[RECORDS PROVIDED — start]
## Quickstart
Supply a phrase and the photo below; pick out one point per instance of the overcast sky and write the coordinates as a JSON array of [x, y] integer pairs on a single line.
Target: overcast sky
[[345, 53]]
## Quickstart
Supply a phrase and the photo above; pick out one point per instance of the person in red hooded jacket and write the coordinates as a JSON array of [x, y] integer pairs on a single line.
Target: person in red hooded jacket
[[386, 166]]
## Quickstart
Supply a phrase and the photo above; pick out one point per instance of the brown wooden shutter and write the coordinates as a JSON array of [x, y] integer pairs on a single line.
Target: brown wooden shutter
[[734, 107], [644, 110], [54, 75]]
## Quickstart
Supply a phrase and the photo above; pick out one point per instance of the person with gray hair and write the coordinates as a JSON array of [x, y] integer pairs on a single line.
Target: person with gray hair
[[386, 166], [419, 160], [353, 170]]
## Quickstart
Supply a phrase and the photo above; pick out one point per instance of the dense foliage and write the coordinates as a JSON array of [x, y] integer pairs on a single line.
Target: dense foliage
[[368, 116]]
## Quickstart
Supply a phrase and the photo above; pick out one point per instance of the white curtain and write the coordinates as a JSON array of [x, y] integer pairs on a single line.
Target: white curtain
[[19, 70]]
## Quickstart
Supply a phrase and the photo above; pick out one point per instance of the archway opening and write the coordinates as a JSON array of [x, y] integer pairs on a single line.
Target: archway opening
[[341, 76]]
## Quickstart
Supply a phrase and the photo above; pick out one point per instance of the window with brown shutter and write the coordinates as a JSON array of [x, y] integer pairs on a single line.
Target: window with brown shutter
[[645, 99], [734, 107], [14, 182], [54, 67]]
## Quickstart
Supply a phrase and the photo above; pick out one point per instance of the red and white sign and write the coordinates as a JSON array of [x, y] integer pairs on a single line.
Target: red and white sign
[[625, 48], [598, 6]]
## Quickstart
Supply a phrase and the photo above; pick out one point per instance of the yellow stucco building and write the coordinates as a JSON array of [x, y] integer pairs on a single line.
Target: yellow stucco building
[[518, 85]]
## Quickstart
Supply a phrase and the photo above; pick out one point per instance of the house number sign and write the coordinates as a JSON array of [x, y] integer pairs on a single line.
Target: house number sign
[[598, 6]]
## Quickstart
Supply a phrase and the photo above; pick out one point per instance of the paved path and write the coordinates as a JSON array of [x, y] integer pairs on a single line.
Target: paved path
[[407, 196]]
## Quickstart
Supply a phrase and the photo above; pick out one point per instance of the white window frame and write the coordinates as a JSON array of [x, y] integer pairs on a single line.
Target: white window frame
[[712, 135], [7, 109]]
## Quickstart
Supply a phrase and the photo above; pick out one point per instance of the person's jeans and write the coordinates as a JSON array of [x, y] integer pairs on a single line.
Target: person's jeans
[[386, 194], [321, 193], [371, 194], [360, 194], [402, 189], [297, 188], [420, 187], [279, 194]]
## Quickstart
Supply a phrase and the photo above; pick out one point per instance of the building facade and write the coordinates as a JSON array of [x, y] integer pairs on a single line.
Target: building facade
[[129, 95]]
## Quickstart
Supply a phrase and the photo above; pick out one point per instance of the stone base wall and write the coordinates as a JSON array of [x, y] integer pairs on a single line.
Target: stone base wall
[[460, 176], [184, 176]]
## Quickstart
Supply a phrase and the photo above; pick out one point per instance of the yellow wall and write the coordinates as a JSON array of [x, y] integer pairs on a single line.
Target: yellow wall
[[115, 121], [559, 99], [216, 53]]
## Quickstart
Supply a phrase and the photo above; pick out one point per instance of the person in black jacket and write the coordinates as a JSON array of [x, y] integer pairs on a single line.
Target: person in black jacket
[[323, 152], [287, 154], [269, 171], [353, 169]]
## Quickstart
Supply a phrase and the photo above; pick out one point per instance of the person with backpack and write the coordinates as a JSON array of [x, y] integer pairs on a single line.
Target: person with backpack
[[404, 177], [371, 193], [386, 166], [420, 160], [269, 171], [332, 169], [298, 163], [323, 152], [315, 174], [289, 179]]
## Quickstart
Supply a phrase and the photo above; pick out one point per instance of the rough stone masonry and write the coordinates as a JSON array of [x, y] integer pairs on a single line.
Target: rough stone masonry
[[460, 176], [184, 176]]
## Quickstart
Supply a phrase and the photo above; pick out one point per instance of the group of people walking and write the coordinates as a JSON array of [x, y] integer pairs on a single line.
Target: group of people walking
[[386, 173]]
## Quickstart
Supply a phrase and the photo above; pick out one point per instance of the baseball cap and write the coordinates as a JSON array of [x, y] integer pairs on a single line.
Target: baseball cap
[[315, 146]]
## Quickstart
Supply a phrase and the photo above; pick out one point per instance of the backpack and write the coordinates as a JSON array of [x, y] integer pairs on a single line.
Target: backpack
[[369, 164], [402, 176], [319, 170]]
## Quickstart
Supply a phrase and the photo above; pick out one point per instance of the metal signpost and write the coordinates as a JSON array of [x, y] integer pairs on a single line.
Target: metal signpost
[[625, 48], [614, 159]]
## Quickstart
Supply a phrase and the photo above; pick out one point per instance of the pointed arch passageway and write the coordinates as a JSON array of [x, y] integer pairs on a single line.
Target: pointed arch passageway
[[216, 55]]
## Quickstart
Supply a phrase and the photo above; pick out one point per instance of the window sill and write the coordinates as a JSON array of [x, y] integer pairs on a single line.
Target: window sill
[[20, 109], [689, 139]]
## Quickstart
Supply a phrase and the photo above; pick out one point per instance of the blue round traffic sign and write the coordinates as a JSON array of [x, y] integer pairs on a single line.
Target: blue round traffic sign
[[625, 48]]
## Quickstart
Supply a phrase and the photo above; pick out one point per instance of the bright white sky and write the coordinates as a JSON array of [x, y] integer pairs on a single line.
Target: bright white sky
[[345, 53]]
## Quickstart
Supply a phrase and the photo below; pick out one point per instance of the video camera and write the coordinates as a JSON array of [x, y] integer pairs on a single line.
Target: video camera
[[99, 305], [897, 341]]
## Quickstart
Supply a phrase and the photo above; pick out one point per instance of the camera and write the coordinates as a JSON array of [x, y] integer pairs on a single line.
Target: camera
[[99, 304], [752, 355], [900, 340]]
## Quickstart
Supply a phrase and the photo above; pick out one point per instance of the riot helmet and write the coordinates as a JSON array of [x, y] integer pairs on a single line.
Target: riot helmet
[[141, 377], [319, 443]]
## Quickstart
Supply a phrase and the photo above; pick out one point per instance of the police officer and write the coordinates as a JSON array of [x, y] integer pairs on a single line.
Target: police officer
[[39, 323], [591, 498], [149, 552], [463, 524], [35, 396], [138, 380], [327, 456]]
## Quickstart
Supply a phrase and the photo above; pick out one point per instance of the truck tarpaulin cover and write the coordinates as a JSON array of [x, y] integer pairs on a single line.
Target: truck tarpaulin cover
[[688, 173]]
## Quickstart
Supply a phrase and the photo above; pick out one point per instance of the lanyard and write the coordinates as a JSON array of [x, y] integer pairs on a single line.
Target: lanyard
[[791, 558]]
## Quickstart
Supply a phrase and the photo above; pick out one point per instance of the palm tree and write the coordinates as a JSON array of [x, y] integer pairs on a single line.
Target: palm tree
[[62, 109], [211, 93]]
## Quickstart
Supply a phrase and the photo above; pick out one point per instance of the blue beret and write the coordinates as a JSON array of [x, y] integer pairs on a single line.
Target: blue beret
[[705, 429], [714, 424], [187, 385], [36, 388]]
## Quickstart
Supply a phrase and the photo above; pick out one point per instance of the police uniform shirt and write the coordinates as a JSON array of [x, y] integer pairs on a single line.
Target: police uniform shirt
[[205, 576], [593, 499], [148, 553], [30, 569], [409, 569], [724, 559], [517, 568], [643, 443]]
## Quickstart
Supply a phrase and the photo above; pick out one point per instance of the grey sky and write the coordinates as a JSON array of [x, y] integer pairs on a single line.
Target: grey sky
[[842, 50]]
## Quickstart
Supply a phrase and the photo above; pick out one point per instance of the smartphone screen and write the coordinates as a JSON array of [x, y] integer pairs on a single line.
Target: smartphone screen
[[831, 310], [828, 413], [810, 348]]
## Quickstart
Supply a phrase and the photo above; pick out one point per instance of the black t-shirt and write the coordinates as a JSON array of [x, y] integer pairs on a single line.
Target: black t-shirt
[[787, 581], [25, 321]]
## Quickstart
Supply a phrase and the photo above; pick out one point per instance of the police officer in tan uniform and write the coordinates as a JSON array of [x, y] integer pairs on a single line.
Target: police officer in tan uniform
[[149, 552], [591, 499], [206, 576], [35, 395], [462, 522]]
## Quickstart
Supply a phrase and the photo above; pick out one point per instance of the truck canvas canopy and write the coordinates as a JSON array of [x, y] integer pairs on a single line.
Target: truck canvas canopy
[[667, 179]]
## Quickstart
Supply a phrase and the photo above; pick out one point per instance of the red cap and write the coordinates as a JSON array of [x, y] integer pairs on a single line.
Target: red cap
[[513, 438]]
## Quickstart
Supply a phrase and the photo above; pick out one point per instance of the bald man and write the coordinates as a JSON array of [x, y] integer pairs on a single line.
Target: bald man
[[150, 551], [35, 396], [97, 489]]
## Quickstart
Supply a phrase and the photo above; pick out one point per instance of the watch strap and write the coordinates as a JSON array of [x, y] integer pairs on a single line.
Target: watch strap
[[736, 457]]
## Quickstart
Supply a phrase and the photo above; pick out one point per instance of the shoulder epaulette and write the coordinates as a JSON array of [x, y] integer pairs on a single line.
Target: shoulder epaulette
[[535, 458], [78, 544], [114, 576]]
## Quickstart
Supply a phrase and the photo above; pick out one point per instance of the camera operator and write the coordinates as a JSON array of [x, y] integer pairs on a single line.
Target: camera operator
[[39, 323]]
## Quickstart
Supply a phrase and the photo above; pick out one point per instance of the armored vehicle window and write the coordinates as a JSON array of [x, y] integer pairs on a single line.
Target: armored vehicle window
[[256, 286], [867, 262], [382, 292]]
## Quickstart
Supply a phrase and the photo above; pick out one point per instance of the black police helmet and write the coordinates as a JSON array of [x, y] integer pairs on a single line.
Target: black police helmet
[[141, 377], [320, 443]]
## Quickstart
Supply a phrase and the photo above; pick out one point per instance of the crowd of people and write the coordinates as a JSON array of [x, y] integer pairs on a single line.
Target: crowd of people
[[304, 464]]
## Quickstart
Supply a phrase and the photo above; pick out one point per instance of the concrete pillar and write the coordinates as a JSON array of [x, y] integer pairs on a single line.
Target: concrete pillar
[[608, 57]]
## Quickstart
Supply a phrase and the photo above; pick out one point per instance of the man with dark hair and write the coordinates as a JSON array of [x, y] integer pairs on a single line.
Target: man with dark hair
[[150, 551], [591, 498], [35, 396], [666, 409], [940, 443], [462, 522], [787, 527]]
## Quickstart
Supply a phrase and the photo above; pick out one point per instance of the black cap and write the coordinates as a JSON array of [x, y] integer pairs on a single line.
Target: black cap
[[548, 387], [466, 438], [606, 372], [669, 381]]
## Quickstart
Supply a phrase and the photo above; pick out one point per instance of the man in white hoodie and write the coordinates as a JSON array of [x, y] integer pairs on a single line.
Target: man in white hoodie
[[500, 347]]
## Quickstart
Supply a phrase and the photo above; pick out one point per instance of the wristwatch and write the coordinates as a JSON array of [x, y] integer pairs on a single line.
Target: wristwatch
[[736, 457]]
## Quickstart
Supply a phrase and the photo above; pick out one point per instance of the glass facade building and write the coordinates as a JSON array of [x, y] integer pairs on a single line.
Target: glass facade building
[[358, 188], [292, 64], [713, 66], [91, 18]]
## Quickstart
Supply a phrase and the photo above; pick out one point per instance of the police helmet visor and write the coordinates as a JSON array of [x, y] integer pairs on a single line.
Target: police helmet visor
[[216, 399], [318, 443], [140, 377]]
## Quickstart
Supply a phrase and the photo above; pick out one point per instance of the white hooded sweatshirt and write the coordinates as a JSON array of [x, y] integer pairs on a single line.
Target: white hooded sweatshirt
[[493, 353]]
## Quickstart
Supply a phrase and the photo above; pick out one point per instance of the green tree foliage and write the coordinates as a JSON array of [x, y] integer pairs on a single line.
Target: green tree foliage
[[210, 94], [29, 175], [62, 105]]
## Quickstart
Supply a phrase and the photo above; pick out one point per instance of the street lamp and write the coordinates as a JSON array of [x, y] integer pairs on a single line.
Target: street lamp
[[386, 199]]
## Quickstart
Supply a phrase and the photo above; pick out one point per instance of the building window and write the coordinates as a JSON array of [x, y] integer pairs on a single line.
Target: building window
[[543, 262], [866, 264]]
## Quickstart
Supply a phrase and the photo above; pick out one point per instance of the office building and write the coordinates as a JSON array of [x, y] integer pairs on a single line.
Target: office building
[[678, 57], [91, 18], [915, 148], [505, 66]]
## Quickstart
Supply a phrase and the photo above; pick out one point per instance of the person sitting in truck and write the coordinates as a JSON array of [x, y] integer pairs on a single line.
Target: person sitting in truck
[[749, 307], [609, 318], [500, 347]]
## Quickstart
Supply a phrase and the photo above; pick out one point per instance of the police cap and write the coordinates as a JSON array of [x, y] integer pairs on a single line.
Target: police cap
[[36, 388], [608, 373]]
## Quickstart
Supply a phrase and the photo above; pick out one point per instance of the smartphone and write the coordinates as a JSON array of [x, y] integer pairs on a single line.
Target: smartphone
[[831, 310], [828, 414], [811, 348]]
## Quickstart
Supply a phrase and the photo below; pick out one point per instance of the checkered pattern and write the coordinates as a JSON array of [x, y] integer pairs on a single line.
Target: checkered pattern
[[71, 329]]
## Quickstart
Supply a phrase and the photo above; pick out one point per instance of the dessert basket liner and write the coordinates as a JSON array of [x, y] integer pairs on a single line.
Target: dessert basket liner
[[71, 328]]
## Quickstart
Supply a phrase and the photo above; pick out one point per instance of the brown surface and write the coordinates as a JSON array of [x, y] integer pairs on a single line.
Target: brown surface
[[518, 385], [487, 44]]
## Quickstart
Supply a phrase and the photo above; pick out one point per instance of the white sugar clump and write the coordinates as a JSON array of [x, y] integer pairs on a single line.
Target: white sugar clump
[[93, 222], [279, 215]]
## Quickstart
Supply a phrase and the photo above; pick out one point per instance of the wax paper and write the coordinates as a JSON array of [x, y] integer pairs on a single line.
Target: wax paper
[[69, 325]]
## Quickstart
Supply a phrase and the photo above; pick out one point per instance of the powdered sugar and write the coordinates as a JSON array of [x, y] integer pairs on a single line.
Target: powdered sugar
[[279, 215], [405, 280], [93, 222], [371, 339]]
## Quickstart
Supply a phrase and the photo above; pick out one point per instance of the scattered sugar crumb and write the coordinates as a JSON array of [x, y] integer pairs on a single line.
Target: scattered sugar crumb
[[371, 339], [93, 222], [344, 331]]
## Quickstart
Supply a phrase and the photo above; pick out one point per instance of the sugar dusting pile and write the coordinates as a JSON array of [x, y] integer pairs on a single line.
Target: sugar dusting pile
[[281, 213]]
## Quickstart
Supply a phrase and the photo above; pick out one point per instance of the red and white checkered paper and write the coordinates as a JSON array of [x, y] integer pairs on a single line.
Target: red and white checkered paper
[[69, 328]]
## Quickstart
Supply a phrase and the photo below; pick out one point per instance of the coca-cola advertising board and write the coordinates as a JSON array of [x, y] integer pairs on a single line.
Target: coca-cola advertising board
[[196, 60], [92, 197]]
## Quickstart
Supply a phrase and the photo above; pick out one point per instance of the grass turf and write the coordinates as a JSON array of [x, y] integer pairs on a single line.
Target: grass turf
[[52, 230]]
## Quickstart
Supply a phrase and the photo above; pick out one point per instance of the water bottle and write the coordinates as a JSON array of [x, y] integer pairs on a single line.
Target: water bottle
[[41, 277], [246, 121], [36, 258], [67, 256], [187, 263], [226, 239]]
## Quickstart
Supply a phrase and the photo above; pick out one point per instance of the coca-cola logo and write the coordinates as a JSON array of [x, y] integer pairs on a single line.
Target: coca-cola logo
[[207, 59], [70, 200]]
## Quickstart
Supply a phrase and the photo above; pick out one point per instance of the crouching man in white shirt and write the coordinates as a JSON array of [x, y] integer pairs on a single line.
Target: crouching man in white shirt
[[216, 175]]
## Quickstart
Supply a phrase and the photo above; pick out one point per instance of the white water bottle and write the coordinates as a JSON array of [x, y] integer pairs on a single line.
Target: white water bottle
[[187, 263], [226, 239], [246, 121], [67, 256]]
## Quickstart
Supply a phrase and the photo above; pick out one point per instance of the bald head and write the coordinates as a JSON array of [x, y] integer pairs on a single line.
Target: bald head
[RECORDS PROVIDED — finish]
* PROBLEM TO SOLVE *
Tell how many lines of the data above contain the word "below", giving the number by itself.

* ANSWER SPACE *
4